Short problem |
Substitute "nonzero winding rule" for "even-odd rule" everywhere in the entries below and reproduce them with nothing else altered.

Shape annotation entries:
--*--
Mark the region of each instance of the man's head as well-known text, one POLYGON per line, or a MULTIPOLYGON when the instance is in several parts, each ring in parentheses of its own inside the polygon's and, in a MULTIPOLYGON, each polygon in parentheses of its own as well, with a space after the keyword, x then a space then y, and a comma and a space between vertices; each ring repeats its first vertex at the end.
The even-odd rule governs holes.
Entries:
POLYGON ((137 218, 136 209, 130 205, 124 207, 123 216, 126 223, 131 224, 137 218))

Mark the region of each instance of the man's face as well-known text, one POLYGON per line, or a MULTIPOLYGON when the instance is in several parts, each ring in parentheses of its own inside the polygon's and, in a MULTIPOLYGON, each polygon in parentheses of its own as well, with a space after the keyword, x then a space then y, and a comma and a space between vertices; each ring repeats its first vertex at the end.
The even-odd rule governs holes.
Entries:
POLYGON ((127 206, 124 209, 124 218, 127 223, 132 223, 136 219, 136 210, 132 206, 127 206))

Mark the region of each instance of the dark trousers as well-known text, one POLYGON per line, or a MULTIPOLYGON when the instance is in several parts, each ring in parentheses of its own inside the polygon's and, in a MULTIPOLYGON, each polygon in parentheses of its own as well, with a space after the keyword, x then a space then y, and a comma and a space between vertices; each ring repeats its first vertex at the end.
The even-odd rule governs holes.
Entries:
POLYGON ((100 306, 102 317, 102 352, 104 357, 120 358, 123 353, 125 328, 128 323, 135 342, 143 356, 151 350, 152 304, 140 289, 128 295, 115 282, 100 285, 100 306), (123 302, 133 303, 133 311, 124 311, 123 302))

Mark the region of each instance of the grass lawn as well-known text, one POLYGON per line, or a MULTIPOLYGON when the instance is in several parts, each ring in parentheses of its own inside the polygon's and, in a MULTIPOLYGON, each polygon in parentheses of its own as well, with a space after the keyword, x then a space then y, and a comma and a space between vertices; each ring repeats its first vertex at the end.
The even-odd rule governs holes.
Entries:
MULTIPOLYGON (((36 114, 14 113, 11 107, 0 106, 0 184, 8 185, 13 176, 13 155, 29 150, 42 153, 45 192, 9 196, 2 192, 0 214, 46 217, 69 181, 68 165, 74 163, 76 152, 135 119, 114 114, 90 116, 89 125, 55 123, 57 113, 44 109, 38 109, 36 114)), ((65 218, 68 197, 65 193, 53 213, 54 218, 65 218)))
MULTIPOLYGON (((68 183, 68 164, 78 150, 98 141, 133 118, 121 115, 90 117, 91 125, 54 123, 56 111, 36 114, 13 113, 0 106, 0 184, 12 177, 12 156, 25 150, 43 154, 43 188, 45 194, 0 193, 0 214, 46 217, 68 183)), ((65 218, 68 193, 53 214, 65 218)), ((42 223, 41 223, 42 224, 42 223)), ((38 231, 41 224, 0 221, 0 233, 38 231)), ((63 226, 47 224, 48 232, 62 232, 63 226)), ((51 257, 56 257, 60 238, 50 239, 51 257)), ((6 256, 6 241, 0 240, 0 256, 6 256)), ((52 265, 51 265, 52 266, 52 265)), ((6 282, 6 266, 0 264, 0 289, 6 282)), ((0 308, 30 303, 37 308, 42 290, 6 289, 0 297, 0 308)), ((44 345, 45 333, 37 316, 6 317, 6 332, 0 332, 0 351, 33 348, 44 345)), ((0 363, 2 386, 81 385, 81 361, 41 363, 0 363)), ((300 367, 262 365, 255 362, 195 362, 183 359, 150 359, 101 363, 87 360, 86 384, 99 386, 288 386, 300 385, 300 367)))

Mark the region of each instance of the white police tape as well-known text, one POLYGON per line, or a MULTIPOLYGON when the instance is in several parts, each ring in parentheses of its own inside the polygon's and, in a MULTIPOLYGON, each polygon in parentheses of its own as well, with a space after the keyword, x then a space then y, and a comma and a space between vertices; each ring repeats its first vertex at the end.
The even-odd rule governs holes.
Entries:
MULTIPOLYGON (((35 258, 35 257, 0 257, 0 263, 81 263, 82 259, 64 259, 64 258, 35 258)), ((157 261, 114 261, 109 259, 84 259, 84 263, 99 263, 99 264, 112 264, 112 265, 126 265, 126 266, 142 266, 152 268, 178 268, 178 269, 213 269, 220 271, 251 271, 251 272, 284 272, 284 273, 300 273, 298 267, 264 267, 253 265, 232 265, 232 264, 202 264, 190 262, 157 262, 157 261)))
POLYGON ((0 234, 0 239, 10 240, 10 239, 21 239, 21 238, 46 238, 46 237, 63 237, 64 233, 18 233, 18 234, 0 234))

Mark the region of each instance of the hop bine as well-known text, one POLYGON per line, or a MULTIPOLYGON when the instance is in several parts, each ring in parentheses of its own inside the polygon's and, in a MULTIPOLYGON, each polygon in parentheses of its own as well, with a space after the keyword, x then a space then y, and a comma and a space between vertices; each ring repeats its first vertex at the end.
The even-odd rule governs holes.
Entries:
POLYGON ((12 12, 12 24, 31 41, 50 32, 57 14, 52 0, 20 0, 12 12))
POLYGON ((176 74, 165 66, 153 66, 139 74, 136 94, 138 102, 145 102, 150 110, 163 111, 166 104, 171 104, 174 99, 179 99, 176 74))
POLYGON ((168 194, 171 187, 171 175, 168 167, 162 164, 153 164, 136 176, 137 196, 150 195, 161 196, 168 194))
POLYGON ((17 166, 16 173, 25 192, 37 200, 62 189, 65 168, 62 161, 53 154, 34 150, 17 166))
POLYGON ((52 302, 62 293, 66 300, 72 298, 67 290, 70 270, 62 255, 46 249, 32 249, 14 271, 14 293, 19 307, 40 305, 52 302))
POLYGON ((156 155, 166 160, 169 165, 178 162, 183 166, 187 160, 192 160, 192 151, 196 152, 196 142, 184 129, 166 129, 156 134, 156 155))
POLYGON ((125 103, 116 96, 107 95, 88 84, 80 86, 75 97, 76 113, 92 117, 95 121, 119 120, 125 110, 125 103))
--*--
Reply |
Mark the region of each instance of the man's head as well-known text, one POLYGON per line, or a MULTIPOLYGON when the instance is in several parts, each ring in parentheses of its own inside the polygon's and, in a MULTIPOLYGON, each polygon in parentheses of its own as well, with a space after the keyword, x then a space then y, and a comma and a space between vertices; each ring repeats its first vertex at the end.
The nonzero winding rule governs holes.
Entries:
POLYGON ((137 218, 136 209, 130 205, 124 207, 123 216, 126 223, 131 224, 137 218))

Mark the region of each instance of the man's face as well-known text, one POLYGON per line, or a MULTIPOLYGON when the instance is in several parts, each ring in parentheses of its own inside the polygon's and, in a MULTIPOLYGON, each polygon in parentheses of its own as well, with a space after the keyword, x then a space then y, and a comma and a space between vertices; each ring repeats its first vertex at the end.
The nonzero winding rule governs holes.
Entries:
POLYGON ((127 206, 124 209, 124 218, 127 223, 132 223, 136 219, 136 210, 132 206, 127 206))

Mark the region of each instance of the dark trousers as well-known text, one POLYGON per line, or a MULTIPOLYGON when the instance is in several parts, each ring in parentheses of its own inside the polygon's and, in a MULTIPOLYGON, each polygon in parentheses of its own as well, with a space after the keyword, x then a space then y, and a comma and a space between vertices; each ring repeats its first vertex at the end.
The nonzero winding rule governs holes.
Entries:
POLYGON ((100 306, 102 317, 102 352, 104 357, 120 358, 123 353, 125 328, 128 323, 135 342, 143 356, 151 350, 152 304, 140 289, 128 295, 115 282, 100 285, 100 306), (123 302, 133 303, 133 311, 124 311, 123 302))

Mark the region of each instance of the grass lawn as well-known text, one POLYGON per line, or a MULTIPOLYGON when the instance is in several parts, each ring in parentheses of its own inside the polygon's and, in a MULTIPOLYGON, each polygon in parentheses of its own as well, with a space after the keyword, x then a space then y, and a comma and a space between vertices; each ring repeats its first vertex at the end.
The nonzero winding rule governs holes.
Entries:
MULTIPOLYGON (((36 114, 14 113, 11 107, 0 106, 0 184, 8 185, 13 176, 13 155, 29 150, 42 153, 45 192, 9 196, 2 192, 0 214, 46 217, 69 181, 68 165, 74 163, 76 152, 135 119, 114 114, 90 116, 89 125, 55 123, 57 113, 44 109, 38 109, 36 114)), ((65 218, 68 197, 65 193, 53 213, 54 218, 65 218)))
MULTIPOLYGON (((68 183, 68 164, 78 150, 98 141, 133 118, 121 115, 90 117, 91 125, 54 123, 56 111, 36 114, 13 113, 0 106, 0 184, 12 177, 12 156, 25 150, 43 154, 43 188, 45 194, 0 193, 0 214, 46 217, 68 183)), ((65 218, 68 193, 53 214, 65 218)), ((42 223, 41 223, 42 224, 42 223)), ((38 231, 41 224, 0 221, 0 233, 38 231)), ((63 226, 47 224, 48 232, 62 232, 63 226)), ((51 257, 56 257, 60 238, 50 239, 51 257)), ((6 256, 6 241, 0 240, 0 256, 6 256)), ((52 265, 51 265, 52 266, 52 265)), ((6 282, 6 266, 0 264, 0 289, 6 282)), ((0 308, 30 303, 37 308, 42 290, 6 289, 0 297, 0 308)), ((44 345, 45 333, 37 316, 6 317, 6 332, 0 332, 0 351, 33 348, 44 345)), ((0 363, 2 386, 81 385, 81 361, 41 363, 0 363)), ((300 367, 262 365, 255 362, 195 362, 183 359, 150 359, 101 363, 87 360, 86 384, 99 386, 288 386, 300 385, 300 367)))

Mark the region of each instance of the white police tape as well-known text, one POLYGON per line, or a MULTIPOLYGON when the instance is in several parts, each ring in parentheses of its own inside the polygon's and, in a MULTIPOLYGON, each polygon in parentheses of its own as well, with a space after the keyword, x then a space then y, and a comma and a space between vertices; each ring repeats its first vertex at the end.
The nonzero winding rule governs holes.
Entries:
MULTIPOLYGON (((35 258, 35 257, 0 257, 0 263, 81 263, 82 259, 64 259, 64 258, 35 258)), ((157 261, 114 261, 109 259, 84 259, 84 263, 99 263, 99 264, 112 264, 112 265, 126 265, 126 266, 142 266, 152 268, 178 268, 178 269, 213 269, 220 271, 251 271, 251 272, 284 272, 284 273, 300 273, 298 267, 264 267, 253 265, 232 265, 232 264, 202 264, 190 262, 157 262, 157 261)))
POLYGON ((0 234, 0 239, 10 240, 10 239, 21 239, 21 238, 46 238, 46 237, 63 237, 64 233, 18 233, 18 234, 0 234))

Mark the region of each instance of the hop bine as well-known text, one POLYGON per line, or a MULTIPOLYGON when the instance is in several parts, each ring in parentheses of its own inside the polygon's and, in a MULTIPOLYGON, each polygon in parentheses of its own as well, with a space after the keyword, x then a space then y, and a comma and a space between vertices; each ring repeats its first vertex at the end.
The nonzero winding rule governs holes.
Entries:
POLYGON ((12 12, 12 24, 31 41, 50 32, 57 14, 52 0, 20 0, 12 12))
POLYGON ((176 74, 165 66, 153 66, 139 74, 136 94, 138 102, 145 102, 150 110, 163 111, 166 104, 171 104, 174 99, 179 99, 176 74))
POLYGON ((168 194, 171 187, 171 175, 168 167, 162 164, 153 164, 136 176, 137 196, 150 195, 161 196, 168 194))
POLYGON ((17 166, 16 173, 25 192, 37 200, 62 189, 65 168, 62 161, 53 154, 34 150, 17 166))
POLYGON ((52 302, 62 293, 66 300, 72 298, 67 290, 70 270, 62 255, 46 249, 32 249, 14 271, 14 293, 19 307, 40 305, 52 302))
POLYGON ((156 155, 166 160, 169 165, 178 162, 183 166, 187 160, 192 160, 192 151, 196 152, 196 142, 184 129, 166 129, 156 134, 156 155))
POLYGON ((125 103, 116 96, 107 95, 88 84, 80 86, 75 97, 76 113, 92 117, 95 121, 119 120, 125 110, 125 103))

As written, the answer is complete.